TASK INSTRUCTIONS —
[a] From the blog post about pregnancy below, set down the passage from "Okay so everyone" to "loved about being pregnant." word for word.
[b] In the blog post about pregnancy below, what illness was the writer being checked for at the doctor's visit where the pregnancy was discovered?

DOCUMENT SECTION —
· · · ·

Okay so everyone who knows me knows I am no expert on being pregnant. Not even close! This is my first baby and I am only half way through, so I have very little experience or “expertise” about being pregnant. But I have to say, there are some things that I have loved and some things that I have not loved about being pregnant.
Let’s start with the not loved things, get the bad out of the way. Luckily, throughout my pregnancy so far, there aren't a lot of bad things to report on. First off, being sick; I worked at PetSmart up until about two weeks ago. I liked it just fine, that’s not why I left. I left because I am allergic to basically everything in there. I know, I know, I shouldn't have even worked there, but it was one place I could handle working without going out of my mind. Anyways, so I am allergic to stuff in PetSmart that made it so my immune system had a hard enough time keeping up with me. My allergies affected my immune system badly; they didn't just make me sneeze and itch.
So when I found out I was pregnant I worked until David could find a better job and then we both decided it was time for me to quit and get better. Being pregnant took a toll on my body, causing me to be sick almost constantly. In fact, I went to the doctors to check if I had the flu (which I did), when I found out I was pregnant. So yeah, being sick wasn't fun for me at all! Now that I have quit, however, I am doing much better at staying healthy. No runny noses, sore throats, colds, or flues.

· · · ·

SOURCE INFORMATION —
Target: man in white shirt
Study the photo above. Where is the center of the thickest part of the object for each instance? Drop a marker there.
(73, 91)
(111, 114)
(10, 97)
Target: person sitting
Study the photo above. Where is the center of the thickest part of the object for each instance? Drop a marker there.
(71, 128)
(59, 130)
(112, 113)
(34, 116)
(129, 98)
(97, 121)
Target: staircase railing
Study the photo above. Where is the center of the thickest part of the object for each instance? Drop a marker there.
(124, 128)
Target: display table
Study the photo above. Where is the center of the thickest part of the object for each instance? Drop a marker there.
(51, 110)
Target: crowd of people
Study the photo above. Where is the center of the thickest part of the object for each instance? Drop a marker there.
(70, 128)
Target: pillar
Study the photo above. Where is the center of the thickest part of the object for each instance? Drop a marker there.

· · · ·

ANSWERS BY ITEM NUMBER —
[a]
Okay so everyone who knows me knows I am no expert on being pregnant. Not even close! This is my first baby and I am only half way through, so I have very little experience or “expertise” about being pregnant. But I have to say, there are some things that I have loved and some things that I have not loved about being pregnant.

[b] The flu.